*EXERCISE DETAILS*
Lines before the one containing "point: the yellow house, center" are excluded; retype that line and all remaining lines of the material exactly.
┄┄┄┄┄┄┄┄┄┄┄┄┄┄┄┄┄┄┄┄
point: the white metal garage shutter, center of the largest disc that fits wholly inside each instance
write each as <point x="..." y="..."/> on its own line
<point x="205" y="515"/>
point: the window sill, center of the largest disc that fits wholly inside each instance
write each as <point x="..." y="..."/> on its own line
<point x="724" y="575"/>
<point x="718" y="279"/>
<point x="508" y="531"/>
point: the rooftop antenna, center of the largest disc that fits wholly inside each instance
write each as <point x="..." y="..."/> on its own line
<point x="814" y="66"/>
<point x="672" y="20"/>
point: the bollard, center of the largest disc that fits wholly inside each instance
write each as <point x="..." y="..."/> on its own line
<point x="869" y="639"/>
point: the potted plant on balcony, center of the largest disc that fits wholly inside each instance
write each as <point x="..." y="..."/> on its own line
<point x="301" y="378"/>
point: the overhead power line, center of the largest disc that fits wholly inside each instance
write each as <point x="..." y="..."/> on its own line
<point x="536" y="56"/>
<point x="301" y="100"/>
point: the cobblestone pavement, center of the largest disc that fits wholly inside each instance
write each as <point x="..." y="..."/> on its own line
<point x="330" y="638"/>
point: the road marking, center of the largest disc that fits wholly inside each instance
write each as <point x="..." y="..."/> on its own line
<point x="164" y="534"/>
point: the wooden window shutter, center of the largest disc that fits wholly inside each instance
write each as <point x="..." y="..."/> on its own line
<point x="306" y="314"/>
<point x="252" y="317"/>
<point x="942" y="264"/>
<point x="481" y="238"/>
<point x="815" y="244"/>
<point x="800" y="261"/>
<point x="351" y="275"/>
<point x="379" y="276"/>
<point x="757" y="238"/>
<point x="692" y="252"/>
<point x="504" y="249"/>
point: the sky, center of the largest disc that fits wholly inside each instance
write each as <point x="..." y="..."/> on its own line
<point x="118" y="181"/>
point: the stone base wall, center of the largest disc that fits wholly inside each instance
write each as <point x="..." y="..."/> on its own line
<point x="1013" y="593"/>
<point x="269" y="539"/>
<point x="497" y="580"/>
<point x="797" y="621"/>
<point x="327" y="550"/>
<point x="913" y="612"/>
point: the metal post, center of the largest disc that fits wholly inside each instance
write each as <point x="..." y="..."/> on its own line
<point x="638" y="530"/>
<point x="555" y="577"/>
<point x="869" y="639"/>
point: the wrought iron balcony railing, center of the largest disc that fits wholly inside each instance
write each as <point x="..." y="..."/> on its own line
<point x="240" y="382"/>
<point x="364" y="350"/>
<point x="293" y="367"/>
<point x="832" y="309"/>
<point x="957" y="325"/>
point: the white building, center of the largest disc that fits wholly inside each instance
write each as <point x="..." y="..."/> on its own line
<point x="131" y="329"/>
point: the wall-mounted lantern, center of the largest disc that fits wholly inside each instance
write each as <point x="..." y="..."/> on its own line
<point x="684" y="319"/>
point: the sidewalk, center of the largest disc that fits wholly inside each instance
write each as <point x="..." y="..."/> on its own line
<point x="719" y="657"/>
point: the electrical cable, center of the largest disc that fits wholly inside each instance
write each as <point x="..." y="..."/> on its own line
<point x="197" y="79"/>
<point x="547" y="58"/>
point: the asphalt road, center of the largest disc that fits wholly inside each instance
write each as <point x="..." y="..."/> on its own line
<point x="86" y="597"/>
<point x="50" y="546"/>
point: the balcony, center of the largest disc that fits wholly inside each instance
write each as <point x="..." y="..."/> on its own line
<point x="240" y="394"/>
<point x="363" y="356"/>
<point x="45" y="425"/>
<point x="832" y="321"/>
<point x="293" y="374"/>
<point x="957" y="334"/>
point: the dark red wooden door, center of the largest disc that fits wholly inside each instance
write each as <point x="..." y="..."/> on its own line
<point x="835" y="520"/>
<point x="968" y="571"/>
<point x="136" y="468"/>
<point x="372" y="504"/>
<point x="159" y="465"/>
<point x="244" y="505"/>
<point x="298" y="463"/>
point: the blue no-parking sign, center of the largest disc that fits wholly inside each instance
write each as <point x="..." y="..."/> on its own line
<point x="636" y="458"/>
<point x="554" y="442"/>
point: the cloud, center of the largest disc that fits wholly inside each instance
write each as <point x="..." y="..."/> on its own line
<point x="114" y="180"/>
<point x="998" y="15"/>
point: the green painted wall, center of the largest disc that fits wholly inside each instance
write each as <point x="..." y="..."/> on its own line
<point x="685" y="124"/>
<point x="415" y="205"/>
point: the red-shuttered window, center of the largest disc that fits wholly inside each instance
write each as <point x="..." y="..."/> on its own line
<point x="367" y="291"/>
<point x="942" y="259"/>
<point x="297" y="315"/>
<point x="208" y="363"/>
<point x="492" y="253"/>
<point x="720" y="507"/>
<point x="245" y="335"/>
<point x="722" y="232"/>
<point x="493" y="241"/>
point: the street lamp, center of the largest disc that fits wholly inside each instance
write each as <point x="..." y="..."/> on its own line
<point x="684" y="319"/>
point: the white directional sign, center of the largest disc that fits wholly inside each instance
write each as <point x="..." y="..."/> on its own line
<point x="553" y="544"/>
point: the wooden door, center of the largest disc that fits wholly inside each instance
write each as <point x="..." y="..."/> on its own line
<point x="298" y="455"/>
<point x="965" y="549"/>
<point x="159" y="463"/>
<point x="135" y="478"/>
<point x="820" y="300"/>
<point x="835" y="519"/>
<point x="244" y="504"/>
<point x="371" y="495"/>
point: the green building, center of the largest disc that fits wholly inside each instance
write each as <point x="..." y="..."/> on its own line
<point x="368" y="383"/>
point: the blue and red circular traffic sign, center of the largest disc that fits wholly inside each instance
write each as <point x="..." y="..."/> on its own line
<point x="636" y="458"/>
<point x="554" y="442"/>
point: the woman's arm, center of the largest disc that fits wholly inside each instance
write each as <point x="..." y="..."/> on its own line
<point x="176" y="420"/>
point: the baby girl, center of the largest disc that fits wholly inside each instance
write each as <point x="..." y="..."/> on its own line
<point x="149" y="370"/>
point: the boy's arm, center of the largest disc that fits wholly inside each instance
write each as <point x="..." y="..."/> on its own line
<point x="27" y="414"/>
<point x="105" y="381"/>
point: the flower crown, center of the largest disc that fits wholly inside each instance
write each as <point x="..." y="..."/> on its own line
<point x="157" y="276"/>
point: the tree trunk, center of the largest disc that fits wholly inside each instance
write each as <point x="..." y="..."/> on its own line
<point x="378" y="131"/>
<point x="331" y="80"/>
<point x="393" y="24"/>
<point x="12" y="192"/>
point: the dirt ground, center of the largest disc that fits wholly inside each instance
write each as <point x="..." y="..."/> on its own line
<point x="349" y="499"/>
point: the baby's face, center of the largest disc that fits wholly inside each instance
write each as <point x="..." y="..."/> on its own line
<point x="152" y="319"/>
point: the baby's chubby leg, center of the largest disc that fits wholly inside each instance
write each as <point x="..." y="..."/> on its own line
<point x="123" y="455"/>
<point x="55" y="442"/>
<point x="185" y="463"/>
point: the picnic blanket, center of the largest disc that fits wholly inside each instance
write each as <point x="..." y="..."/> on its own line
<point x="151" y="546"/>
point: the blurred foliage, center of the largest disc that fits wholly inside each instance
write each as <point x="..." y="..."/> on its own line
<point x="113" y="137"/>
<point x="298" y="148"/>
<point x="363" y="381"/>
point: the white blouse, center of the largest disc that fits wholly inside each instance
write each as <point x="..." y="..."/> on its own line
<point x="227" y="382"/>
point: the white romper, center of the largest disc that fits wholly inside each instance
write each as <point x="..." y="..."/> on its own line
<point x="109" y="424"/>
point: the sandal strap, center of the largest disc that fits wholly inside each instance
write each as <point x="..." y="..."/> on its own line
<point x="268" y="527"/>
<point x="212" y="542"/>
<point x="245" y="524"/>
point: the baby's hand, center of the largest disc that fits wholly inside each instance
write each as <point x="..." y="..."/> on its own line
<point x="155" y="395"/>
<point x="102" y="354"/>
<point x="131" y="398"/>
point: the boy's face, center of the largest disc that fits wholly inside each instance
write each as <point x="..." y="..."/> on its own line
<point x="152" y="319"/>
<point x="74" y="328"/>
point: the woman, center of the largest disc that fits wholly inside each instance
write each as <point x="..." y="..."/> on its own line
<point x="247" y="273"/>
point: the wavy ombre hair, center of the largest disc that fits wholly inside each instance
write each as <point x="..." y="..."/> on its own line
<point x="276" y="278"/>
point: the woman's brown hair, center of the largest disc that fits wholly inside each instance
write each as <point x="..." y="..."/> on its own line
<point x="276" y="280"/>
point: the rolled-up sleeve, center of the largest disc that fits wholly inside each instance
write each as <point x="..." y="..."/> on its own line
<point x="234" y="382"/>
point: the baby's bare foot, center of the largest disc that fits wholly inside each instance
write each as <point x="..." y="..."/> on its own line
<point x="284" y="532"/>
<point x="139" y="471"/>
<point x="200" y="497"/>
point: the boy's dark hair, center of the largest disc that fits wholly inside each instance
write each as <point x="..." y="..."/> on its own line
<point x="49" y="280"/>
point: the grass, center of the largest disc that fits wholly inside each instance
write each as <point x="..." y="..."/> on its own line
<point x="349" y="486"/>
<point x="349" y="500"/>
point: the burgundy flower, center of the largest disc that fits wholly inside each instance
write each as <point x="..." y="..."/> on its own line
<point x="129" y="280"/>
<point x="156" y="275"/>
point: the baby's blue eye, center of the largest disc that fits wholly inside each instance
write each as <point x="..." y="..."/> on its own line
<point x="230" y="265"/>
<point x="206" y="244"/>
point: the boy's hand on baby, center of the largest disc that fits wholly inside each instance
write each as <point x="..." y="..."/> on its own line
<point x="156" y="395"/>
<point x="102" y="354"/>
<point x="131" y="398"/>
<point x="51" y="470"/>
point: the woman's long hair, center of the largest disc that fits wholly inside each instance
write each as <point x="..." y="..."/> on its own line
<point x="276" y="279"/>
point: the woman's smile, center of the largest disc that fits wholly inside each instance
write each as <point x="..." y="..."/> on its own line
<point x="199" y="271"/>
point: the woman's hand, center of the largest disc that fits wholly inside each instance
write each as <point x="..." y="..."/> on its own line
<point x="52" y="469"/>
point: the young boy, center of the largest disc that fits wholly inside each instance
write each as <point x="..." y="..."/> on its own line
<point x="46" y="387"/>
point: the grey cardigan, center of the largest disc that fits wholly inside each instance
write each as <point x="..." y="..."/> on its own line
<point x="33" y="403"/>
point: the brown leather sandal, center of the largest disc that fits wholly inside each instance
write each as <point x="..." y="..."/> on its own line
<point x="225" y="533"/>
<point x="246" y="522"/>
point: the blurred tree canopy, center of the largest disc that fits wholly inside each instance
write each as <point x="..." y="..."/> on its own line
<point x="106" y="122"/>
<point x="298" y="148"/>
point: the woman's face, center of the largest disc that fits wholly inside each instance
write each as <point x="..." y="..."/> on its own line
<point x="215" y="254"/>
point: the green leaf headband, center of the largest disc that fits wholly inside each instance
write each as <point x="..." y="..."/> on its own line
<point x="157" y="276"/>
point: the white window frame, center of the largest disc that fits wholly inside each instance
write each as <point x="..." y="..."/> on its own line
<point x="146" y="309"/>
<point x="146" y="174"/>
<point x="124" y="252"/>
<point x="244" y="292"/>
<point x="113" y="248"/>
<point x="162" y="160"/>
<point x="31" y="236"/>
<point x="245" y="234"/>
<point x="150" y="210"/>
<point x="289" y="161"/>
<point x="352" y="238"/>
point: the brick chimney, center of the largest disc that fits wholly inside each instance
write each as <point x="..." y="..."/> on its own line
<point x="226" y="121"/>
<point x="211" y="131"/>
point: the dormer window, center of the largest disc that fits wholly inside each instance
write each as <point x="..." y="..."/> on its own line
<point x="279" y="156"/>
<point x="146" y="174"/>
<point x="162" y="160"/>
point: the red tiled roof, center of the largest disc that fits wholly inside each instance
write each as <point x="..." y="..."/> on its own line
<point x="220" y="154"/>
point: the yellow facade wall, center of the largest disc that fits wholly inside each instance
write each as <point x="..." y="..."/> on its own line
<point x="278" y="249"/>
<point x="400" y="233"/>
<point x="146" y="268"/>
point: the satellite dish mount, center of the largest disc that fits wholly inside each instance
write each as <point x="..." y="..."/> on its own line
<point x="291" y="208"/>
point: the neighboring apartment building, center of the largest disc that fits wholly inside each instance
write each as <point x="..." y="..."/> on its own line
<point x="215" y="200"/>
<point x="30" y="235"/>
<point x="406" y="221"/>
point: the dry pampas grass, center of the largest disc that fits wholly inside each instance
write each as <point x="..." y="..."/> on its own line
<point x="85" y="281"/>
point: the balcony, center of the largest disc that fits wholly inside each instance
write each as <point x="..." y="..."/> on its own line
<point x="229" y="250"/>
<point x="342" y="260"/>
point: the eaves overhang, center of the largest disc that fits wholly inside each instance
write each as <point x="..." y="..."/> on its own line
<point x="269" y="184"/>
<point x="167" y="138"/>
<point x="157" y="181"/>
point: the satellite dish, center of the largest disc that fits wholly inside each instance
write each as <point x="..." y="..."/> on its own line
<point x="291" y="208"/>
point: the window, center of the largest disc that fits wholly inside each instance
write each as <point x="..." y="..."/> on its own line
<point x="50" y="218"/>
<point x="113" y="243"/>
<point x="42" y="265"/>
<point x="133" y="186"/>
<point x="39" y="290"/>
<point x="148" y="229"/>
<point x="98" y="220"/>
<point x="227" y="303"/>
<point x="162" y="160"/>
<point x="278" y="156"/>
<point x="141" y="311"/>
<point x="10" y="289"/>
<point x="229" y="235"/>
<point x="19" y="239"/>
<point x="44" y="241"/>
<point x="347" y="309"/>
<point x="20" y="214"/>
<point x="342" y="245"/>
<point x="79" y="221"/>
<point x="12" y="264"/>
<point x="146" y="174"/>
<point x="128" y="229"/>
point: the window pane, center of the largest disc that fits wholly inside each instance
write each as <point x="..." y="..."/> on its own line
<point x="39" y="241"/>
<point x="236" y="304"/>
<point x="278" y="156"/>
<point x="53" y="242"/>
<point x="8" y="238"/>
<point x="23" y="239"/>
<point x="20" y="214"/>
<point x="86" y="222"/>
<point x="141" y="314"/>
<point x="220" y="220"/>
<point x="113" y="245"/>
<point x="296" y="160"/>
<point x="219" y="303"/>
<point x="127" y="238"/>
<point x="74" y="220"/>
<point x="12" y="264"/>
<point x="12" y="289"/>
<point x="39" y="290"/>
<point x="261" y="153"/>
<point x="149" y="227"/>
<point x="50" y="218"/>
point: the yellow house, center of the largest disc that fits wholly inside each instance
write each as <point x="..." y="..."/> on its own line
┄┄┄┄┄┄┄┄┄┄┄┄┄┄┄┄┄┄┄┄
*FINAL RESULT*
point: the yellow house, center of the largest disc that fits wholly inside each instance
write each as <point x="..." y="..."/> on its own line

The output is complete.